• **Page extract**
+++
Tuesday, May 03, 2016

Some Notes on the Hillsborough Football Disaster

When we say the word disaster, we're hearkening back to a time when the stars were assumed to have a role in the course that events would take. We tend to take a dimmer view of their ability to direct our lives, and try to assert our own agency (or someone else's, if we wish not to own our part in some mishap) over and above what resides in the heavens. Yet we still use the word, as if to say, this or that particular tragic event could not have been prevented. (The relationship with the stars remains unstated, perhaps it's still assumed?)

The event I wish to explore, astrologically, occurred on 15 April 1989 at a football (aka soccer) stadium in Sheffield, England, UK, where Liverpool FC were to meet Nottingham Forest FC in a semi-final match of the 1988-89 FA (= Football Association) Cup. I'll go into greater detail below, but in summary, match fans for the Liverpool team were effectively funneled into a space that could not conceivably support them, and a crush ensued which took 96 lives, and caused 776 other casualties. Among the dead were children as young as 10 years old.

The Hillsborough Disaster has been in the news recently in the course of a new inquest regarding the tragedy. The conclusion reported on April 26 of the current year, as with the earlier inquest (summarized in the so-called Taylor Report of 1990), is again that police were ultimately culpable. The difference now is that the most obvious agent of the tragedy, match commander Police Chief Constable David Duckenfield, finally admitted his responsibility and issued something that seemed like an apology, where earlier the blame was cast upon the fans themselves, who were slandered as being a bunch of hooligans who came to the match drunk and couldn't control themselves. Tabloid media at the time played a role in that slander [including The Sun, Daily Express], but Duckenfield himself misrepresented his own actions, and in some cases other police testimony was altered to cohere with this slander.
+++
• **Data lines**
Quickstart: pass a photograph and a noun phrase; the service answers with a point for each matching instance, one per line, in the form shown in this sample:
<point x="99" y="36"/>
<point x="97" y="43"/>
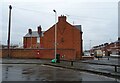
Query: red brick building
<point x="68" y="37"/>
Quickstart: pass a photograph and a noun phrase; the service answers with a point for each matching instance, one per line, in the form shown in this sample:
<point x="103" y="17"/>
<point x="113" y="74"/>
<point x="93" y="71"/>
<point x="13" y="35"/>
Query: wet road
<point x="34" y="72"/>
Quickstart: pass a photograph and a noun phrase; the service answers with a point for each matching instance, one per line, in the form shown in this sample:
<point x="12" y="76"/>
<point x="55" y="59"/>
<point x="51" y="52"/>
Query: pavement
<point x="81" y="65"/>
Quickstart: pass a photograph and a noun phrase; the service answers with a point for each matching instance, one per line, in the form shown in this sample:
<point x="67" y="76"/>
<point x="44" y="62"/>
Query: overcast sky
<point x="99" y="18"/>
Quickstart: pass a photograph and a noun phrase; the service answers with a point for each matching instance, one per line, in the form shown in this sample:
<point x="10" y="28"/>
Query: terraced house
<point x="69" y="39"/>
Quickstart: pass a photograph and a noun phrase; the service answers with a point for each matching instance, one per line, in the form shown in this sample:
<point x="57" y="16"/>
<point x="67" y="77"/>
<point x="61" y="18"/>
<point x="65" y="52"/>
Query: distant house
<point x="112" y="48"/>
<point x="68" y="37"/>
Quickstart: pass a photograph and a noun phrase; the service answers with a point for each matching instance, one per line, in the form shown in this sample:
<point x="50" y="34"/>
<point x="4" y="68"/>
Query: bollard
<point x="71" y="63"/>
<point x="98" y="58"/>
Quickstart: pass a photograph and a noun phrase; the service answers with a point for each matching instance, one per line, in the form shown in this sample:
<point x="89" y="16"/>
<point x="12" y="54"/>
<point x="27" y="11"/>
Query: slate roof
<point x="34" y="34"/>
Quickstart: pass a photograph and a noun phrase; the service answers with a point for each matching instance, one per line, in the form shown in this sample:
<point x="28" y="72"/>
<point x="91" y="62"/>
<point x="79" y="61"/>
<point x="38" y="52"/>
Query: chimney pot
<point x="30" y="31"/>
<point x="62" y="18"/>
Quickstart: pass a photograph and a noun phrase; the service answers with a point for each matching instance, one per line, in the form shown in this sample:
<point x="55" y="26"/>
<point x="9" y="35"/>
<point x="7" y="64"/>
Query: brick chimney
<point x="119" y="38"/>
<point x="39" y="30"/>
<point x="62" y="18"/>
<point x="30" y="31"/>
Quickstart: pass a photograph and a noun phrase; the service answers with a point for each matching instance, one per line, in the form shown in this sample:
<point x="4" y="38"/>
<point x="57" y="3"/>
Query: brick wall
<point x="69" y="54"/>
<point x="68" y="36"/>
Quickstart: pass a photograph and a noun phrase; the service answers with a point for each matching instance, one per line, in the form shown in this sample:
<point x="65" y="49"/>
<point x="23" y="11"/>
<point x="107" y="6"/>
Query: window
<point x="38" y="39"/>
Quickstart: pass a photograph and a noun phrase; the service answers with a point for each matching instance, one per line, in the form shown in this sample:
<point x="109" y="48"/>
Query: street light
<point x="55" y="33"/>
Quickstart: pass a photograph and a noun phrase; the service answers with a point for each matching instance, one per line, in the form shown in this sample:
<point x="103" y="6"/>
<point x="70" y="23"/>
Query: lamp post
<point x="55" y="33"/>
<point x="9" y="25"/>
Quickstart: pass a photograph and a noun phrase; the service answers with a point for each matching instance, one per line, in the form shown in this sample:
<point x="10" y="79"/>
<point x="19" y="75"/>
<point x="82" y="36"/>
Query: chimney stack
<point x="30" y="31"/>
<point x="39" y="30"/>
<point x="62" y="18"/>
<point x="118" y="38"/>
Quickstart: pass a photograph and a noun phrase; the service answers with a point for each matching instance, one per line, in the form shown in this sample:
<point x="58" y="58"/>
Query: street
<point x="34" y="72"/>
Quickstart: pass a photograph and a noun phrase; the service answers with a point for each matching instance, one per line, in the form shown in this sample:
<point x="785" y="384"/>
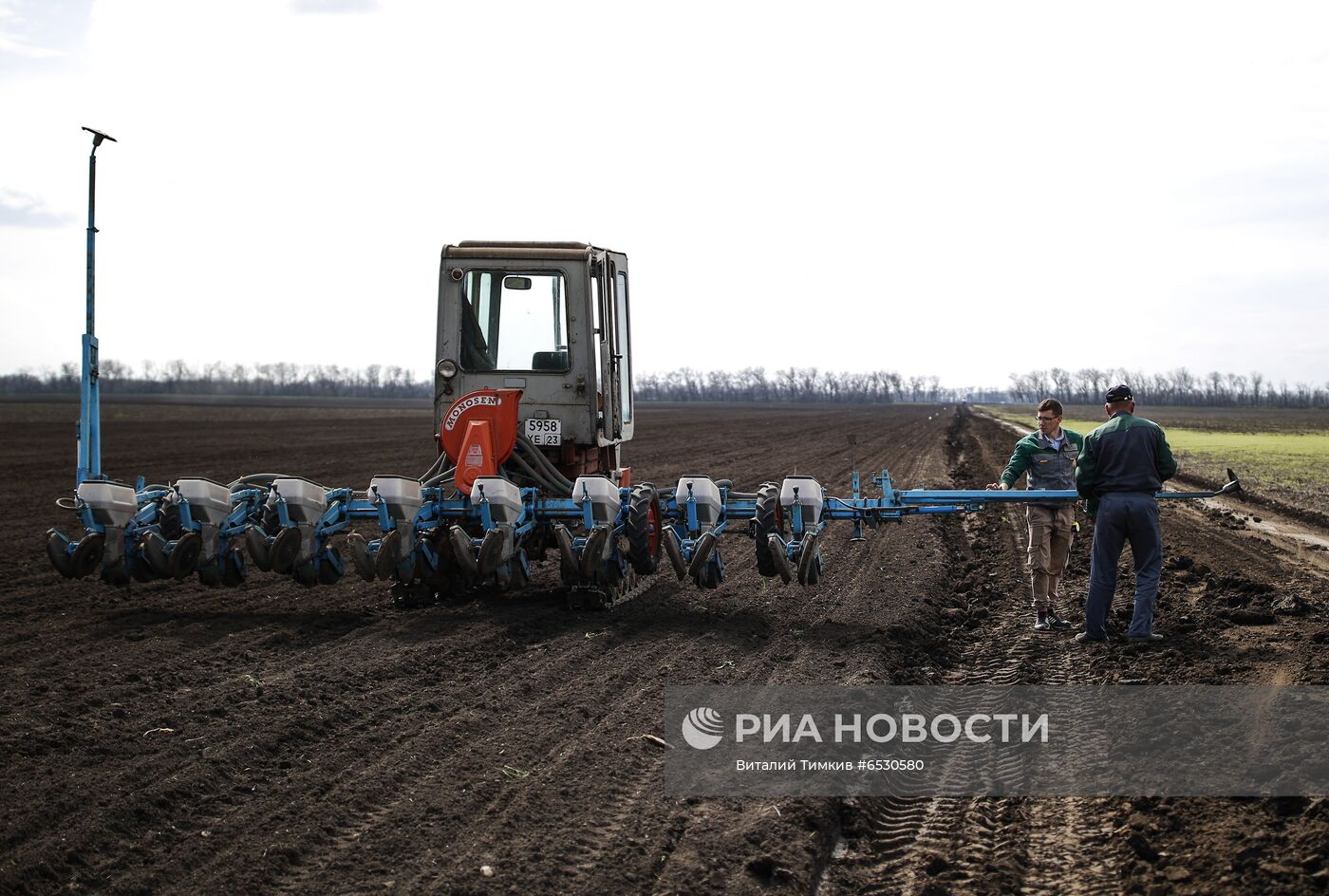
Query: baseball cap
<point x="1119" y="394"/>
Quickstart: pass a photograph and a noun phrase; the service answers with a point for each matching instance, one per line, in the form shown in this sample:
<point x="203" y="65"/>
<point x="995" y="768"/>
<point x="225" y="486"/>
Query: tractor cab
<point x="549" y="319"/>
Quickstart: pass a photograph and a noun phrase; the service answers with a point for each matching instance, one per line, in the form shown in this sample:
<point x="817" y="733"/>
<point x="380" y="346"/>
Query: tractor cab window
<point x="515" y="322"/>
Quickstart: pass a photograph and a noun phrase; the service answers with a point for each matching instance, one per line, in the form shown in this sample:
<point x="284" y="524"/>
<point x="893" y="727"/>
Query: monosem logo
<point x="475" y="401"/>
<point x="702" y="727"/>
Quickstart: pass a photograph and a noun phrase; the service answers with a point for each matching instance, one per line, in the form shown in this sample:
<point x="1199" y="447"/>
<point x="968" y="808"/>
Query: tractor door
<point x="613" y="344"/>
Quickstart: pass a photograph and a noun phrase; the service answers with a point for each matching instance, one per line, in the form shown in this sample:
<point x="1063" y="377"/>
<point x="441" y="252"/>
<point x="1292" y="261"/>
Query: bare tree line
<point x="179" y="378"/>
<point x="801" y="384"/>
<point x="1086" y="385"/>
<point x="1178" y="385"/>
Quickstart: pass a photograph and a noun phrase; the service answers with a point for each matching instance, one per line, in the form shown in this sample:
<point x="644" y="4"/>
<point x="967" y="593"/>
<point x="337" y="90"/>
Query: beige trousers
<point x="1049" y="544"/>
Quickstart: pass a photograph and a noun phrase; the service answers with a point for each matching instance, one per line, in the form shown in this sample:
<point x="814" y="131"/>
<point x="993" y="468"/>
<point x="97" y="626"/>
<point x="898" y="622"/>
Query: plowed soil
<point x="269" y="738"/>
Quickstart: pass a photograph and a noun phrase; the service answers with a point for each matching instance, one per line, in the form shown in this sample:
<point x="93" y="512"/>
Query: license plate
<point x="545" y="431"/>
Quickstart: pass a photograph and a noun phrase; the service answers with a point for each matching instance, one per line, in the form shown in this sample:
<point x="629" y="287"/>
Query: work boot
<point x="1057" y="623"/>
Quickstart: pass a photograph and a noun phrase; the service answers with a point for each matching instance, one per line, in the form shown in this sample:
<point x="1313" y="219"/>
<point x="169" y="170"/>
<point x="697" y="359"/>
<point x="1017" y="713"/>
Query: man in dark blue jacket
<point x="1125" y="463"/>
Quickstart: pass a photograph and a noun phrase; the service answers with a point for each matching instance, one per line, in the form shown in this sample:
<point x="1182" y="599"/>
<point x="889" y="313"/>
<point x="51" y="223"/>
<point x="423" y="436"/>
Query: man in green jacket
<point x="1125" y="463"/>
<point x="1049" y="457"/>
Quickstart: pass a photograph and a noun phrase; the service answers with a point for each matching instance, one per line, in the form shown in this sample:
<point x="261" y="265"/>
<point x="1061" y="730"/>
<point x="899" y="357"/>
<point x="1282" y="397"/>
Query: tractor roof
<point x="518" y="249"/>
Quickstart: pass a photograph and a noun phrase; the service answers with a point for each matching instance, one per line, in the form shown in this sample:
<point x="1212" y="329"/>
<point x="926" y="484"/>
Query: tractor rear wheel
<point x="768" y="520"/>
<point x="644" y="531"/>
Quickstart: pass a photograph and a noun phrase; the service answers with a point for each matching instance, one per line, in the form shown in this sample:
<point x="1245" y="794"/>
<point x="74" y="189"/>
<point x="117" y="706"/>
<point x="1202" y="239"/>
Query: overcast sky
<point x="952" y="189"/>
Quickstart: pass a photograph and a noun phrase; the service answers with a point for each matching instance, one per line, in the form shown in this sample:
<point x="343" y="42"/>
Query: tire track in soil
<point x="372" y="752"/>
<point x="980" y="845"/>
<point x="1079" y="845"/>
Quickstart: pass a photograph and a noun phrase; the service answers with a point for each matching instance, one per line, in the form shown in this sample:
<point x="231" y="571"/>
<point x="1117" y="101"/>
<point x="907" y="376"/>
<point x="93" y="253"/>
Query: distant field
<point x="1282" y="455"/>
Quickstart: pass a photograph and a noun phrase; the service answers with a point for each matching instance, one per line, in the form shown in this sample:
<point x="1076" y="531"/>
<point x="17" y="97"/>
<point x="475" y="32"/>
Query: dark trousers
<point x="1125" y="516"/>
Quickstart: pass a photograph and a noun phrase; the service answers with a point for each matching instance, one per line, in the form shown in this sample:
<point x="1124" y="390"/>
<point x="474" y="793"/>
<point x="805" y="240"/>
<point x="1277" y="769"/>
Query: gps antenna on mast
<point x="89" y="403"/>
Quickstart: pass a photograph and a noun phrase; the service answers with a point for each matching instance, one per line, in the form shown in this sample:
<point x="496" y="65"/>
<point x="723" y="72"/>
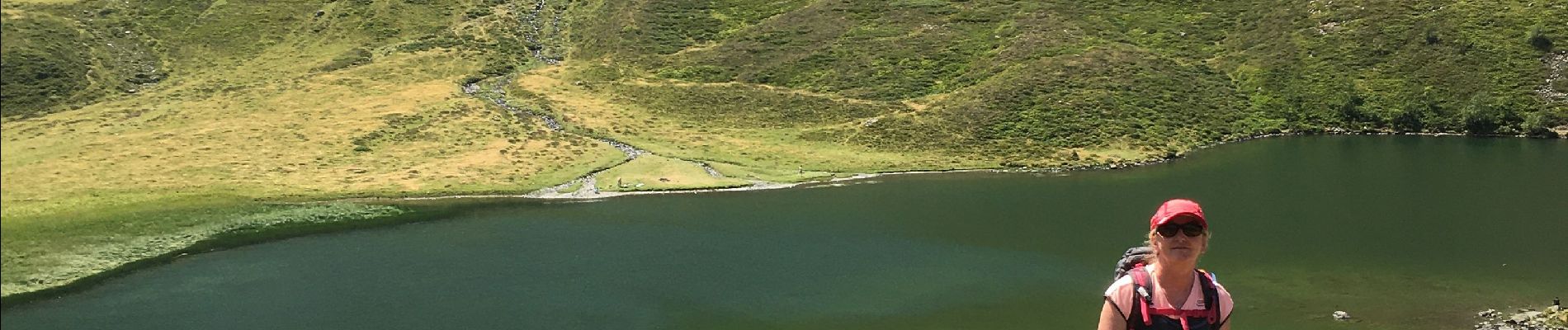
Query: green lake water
<point x="1400" y="232"/>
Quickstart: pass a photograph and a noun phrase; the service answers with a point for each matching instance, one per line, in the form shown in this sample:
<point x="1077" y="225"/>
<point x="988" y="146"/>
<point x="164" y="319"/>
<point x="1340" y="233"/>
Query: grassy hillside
<point x="130" y="120"/>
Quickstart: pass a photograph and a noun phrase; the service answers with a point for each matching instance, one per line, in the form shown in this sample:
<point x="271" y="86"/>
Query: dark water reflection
<point x="1402" y="232"/>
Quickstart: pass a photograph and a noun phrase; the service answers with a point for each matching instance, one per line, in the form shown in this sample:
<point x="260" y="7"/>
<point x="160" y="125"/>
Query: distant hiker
<point x="1164" y="288"/>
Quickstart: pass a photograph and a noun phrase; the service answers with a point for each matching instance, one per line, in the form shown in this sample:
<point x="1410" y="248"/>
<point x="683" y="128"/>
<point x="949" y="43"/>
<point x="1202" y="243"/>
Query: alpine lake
<point x="1400" y="232"/>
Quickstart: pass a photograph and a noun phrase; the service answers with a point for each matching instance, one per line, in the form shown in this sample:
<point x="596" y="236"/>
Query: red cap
<point x="1176" y="207"/>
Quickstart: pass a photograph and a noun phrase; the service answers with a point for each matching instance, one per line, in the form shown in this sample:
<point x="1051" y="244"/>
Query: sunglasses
<point x="1191" y="229"/>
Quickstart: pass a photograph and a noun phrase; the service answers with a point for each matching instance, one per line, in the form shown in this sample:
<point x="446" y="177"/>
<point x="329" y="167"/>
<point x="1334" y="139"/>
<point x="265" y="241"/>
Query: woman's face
<point x="1179" y="246"/>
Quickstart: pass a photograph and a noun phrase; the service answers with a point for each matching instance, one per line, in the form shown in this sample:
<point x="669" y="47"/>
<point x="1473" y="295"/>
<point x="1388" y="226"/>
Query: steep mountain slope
<point x="135" y="120"/>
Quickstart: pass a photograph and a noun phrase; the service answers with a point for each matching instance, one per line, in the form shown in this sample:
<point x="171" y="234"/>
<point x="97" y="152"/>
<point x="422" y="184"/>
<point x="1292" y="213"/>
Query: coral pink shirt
<point x="1122" y="295"/>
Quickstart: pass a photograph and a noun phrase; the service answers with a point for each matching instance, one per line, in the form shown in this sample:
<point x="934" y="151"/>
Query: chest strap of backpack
<point x="1144" y="291"/>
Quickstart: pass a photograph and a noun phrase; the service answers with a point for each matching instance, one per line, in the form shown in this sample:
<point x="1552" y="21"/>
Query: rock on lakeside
<point x="1554" y="318"/>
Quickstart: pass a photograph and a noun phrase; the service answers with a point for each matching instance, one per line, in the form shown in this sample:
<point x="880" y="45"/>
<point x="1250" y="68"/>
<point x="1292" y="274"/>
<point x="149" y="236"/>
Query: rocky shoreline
<point x="1551" y="318"/>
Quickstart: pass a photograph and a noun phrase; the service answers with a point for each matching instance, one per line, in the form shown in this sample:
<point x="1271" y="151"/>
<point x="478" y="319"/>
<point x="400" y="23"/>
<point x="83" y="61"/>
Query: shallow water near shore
<point x="1402" y="232"/>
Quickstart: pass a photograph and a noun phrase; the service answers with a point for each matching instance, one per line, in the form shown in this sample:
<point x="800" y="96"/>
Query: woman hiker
<point x="1165" y="290"/>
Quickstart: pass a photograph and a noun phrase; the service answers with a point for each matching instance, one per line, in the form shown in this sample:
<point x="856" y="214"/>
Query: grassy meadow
<point x="134" y="129"/>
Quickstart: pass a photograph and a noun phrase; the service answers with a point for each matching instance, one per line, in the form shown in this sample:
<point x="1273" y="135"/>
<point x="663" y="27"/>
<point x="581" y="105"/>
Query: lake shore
<point x="172" y="249"/>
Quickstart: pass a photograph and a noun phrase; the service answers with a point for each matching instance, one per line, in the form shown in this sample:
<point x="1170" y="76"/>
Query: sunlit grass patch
<point x="653" y="172"/>
<point x="780" y="176"/>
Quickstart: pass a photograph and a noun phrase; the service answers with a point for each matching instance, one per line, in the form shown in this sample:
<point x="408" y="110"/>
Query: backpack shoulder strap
<point x="1211" y="295"/>
<point x="1142" y="295"/>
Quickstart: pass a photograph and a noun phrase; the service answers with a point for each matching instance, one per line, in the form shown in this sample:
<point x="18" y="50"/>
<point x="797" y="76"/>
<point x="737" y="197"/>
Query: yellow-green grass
<point x="780" y="176"/>
<point x="653" y="172"/>
<point x="92" y="188"/>
<point x="783" y="148"/>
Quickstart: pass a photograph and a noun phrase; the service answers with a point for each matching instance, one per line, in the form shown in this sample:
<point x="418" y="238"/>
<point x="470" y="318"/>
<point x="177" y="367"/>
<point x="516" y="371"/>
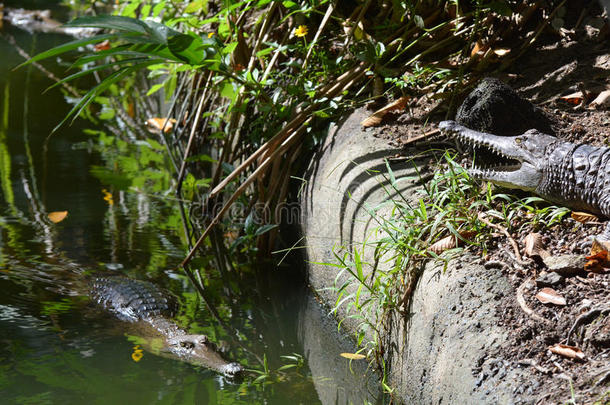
+++
• **Task set**
- 1) According to the Hillsborough notes, how many lives did the crush take?
- 2) Carry the notes on the Hillsborough football disaster forward from their last sentence.
The material comes from a different source than the Hillsborough notes.

• **Task-by-task outputs**
- 1) 96 lives.

- 2)
Here's what happened, summarizing from a recent article by the BBC:

The game was sold out (53,000 tickets). Liverpool fans were allocated around 10,000 tickets, all in sections accessed from Leppings Lane. (My understanding is that match holders try to keep fans from opposing teams as isolated from one another as possible to avoid volatile encounters between overwrought and overly enthusiastic fans, so it is not particularly strange that this was the procedure.) Nevertheless, they were allocated only seven turnstiles, and by 2:30, less than half of the 10,000 Liverpool fans had found their places, and the others were outside. trying to get through these few turnstiles.

The press of fans waiting to get in was getting tighter and tighter and there was a worry that "somebody [would] get killed out here" if they didn't open a certain exit gate which would allow fans another ingress. At 2:52, the match commander made the fateful decision to open that exit gate. However, this exit gate appeared only to lead to a further tunnel that would empty people into standing terraces/pens that were already crammed with people. Some fans successfully climbed the fences to escape to other pens, and some to the pitch itself, and eventually one barrier (not sure if it was between pens or between one pen and the pitch) failed, causing fans to fall on one another. Many who did not escape died or were injured, in numbers cited above. At 3:06, a police official ran onto the field and ordered a halt to a match that had begun only a few minutes earlier.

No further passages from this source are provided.